Prompt A: Reproduce verbatim the section of the passage on JavaScript and transpiling that starts with "Prototypal inheritance with" and goes on through "was wrought: babel.".
Prompt B: Format the records as a numbered list, starting with the first line of the records and going on through the line with "[0, 0, 1568, 284]", both included. Leave out blank lines and list nothing after that line.

Excerpt to read:
-- BEGIN --

Prototypal inheritance with closures and late binding: so powerful and versatile that it can support just about any programming paradigm imaginable. Functional folks can memoize their partially applied functions, object-oriented people can inherit from their base class, and the imperatively-minded can use their interactive read, evaluate, print loop. Those few left, still unsatisfied, might use a more refined, stack-based language and transpile the nonsensical glyphs back into prototypal codes and (perhaps with a shim or two) run their fancy new adders on interpreters older than time itself.
Back in the day
And then-- a new power was wrought: babel.
Personal computing had improved, and it kept improving. To the point that an average, technically privileged individual walked around with more flops than a 1.93-meter tall, pale white man pretending he's still in San Diego. Mobile networks, too, improved, with ever increasing numbers of G (whatever that is) and never-high-enough bandwidth caps for those sweet, dank memes.
The internet rejoiced, and humanity soon entered a glorious Fool's Golden Age of Software Engineering. But many could not shake that unease, that tension, the sort that you feel when trying to not stub your toe in a pitch dark room full of kids toys.
"My phone seems like its getting slower," some users wrote on message boards.
"It must be your mobile network," the response, "our app is flawlessly crafted with coffeescript and scss and converted into state of the art, cross-platform, bullet-proof, ironclad. Java. Script."

-- END --

Task data:
-- BEGIN --

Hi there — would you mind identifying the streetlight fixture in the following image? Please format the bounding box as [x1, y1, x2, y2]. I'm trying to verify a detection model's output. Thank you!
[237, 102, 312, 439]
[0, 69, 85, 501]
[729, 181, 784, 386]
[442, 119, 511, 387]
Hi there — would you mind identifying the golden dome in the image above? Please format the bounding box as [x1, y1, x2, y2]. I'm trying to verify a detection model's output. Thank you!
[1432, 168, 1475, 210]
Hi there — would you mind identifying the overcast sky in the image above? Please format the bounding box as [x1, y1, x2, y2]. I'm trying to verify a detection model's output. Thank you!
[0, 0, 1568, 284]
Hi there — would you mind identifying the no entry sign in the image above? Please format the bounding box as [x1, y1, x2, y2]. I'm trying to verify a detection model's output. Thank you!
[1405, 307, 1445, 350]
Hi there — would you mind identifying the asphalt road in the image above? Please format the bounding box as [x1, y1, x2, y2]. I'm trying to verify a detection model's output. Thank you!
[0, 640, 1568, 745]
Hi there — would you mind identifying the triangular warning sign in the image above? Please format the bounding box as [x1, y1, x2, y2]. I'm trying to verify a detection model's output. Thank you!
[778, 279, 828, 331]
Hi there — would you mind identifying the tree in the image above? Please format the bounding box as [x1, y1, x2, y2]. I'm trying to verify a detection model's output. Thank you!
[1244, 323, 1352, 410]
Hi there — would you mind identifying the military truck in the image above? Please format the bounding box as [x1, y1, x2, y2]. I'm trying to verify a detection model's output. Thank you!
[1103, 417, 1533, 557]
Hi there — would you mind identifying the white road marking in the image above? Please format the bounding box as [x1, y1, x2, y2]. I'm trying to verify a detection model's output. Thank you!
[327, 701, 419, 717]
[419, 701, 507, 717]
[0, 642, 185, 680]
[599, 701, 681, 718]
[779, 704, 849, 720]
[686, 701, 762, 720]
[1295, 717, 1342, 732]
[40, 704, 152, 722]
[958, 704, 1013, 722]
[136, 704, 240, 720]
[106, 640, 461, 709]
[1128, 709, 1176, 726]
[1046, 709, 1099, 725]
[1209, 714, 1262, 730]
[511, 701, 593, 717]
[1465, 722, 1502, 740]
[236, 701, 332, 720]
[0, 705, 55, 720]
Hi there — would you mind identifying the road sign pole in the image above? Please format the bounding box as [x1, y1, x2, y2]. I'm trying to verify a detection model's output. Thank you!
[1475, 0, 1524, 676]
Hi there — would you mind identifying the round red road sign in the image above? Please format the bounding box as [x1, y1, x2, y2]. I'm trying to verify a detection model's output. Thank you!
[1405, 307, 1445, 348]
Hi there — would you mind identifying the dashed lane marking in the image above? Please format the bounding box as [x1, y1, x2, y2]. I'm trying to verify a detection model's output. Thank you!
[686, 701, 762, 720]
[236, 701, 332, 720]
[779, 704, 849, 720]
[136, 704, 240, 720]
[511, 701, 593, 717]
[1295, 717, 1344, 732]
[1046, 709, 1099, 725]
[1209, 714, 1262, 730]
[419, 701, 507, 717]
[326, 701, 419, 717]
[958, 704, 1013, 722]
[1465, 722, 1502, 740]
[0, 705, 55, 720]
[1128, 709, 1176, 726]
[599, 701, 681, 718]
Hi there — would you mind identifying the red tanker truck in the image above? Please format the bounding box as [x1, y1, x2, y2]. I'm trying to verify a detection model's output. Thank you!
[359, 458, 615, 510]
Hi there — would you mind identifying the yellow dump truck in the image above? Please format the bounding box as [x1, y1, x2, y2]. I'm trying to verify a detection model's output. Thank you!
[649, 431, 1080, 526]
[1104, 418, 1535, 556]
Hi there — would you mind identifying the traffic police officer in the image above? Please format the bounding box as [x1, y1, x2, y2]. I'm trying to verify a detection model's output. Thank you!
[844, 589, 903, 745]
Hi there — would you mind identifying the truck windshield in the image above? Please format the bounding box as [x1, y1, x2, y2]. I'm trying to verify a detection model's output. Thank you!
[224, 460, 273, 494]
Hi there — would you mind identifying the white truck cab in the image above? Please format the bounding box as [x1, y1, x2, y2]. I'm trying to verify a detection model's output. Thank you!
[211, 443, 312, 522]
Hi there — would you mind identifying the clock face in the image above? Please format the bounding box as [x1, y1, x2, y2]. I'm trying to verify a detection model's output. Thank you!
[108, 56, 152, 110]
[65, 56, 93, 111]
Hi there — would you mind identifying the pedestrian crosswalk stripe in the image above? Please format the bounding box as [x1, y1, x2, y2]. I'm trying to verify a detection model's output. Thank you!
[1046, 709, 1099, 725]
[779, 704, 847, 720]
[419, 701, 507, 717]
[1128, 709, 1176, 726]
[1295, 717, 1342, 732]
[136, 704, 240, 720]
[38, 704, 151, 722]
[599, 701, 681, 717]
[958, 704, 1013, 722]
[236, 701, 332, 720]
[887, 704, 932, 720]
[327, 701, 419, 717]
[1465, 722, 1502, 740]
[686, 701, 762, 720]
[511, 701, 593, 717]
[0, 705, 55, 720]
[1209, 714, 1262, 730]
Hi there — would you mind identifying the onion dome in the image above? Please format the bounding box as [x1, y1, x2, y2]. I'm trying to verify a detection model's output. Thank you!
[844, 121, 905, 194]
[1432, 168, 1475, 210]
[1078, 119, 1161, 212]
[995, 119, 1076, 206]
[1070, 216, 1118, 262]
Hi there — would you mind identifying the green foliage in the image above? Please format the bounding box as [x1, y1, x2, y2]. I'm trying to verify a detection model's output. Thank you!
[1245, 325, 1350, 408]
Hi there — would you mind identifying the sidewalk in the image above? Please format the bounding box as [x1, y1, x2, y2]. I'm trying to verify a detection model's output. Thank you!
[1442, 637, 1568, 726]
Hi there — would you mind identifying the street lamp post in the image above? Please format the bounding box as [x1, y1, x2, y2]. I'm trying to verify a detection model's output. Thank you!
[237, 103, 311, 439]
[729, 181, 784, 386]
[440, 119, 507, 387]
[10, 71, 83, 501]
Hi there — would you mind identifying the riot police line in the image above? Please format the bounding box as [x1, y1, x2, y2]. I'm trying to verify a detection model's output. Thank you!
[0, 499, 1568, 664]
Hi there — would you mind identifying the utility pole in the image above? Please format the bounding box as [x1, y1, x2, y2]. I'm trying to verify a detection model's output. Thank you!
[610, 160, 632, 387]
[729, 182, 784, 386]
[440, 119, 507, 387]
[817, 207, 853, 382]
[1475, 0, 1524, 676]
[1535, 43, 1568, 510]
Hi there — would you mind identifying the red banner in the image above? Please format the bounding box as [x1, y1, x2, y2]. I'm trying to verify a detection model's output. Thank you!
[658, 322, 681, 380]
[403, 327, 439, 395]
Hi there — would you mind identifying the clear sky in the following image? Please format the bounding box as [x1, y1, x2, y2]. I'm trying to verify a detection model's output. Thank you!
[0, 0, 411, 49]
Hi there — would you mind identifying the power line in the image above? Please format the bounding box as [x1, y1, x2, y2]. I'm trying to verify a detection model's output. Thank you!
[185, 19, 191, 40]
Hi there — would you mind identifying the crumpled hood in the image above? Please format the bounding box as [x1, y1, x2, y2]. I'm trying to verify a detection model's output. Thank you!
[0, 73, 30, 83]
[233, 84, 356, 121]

-- END --

Exercise answer A:
Prototypal inheritance with closures and late binding: so powerful and versatile that it can support just about any programming paradigm imaginable. Functional folks can memoize their partially applied functions, object-oriented people can inherit from their base class, and the imperatively-minded can use their interactive read, evaluate, print loop. Those few left, still unsatisfied, might use a more refined, stack-based language and transpile the nonsensical glyphs back into prototypal codes and (perhaps with a shim or two) run their fancy new adders on interpreters older than time itself.
Back in the day
And then-- a new power was wrought: babel.

Exercise answer B:
1. Hi there — would you mind identifying the streetlight fixture in the following image? Please format the bounding box as [x1, y1, x2, y2]. I'm trying to verify a detection model's output. Thank you!
2. [237, 102, 312, 439]
3. [0, 69, 85, 501]
4. [729, 181, 784, 386]
5. [442, 119, 511, 387]
6. Hi there — would you mind identifying the golden dome in the image above? Please format the bounding box as [x1, y1, x2, y2]. I'm trying to verify a detection model's output. Thank you!
7. [1432, 168, 1475, 210]
8. Hi there — would you mind identifying the overcast sky in the image above? Please format the bounding box as [x1, y1, x2, y2]. I'm trying to verify a detection model's output. Thank you!
9. [0, 0, 1568, 284]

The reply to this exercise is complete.